┏━━

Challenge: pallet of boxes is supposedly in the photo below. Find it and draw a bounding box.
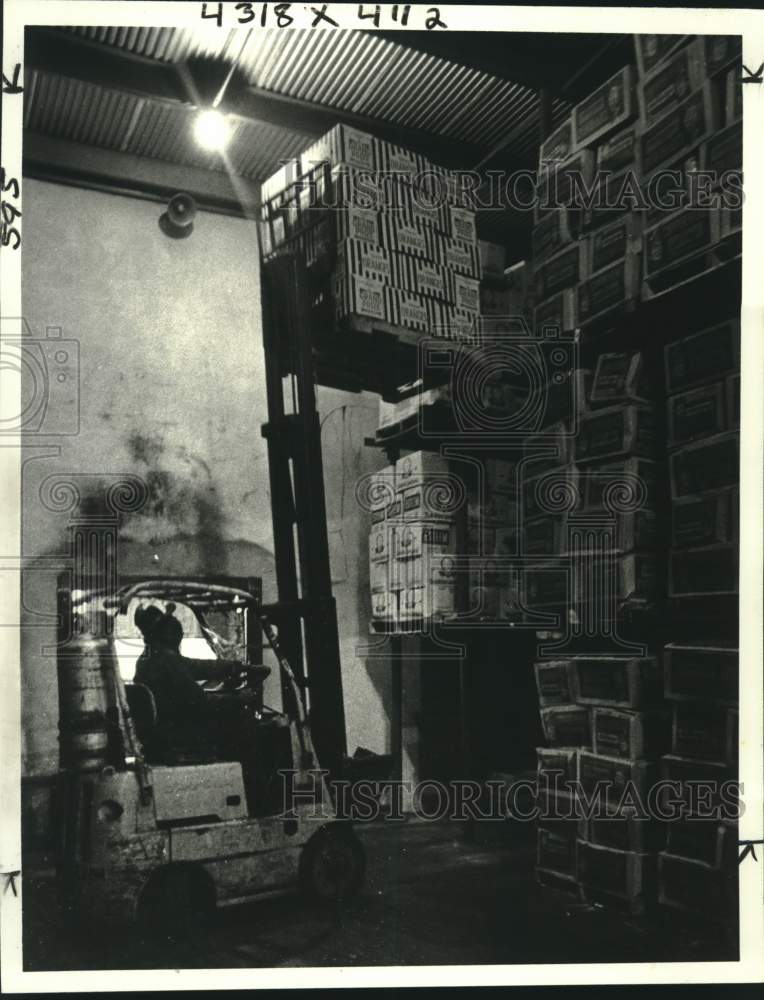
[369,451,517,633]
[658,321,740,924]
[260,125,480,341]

┗━━
┏━━

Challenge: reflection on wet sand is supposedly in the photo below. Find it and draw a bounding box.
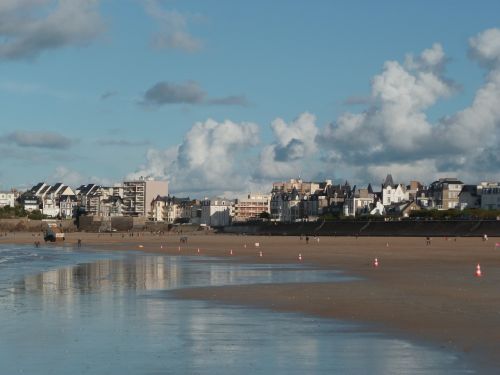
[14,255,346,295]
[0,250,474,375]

┗━━
┏━━

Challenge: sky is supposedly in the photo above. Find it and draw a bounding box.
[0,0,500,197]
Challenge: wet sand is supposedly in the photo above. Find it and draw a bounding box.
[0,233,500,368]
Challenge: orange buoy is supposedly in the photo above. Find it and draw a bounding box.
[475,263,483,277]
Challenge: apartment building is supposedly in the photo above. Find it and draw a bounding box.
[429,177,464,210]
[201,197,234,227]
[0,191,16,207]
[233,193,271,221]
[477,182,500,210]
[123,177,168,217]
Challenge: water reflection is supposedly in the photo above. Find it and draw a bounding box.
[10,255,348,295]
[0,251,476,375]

┗━━

¿Puedes transcribir sin ningún cambio los registros, empezando por la línea que contiene "Challenge: water reflection" y terminando en la que contiene "[0,251,476,375]", ambas incluidas?

Challenge: water reflection is supposedly in the photo above. Find it and draw a bounding box.
[10,255,348,295]
[0,251,476,375]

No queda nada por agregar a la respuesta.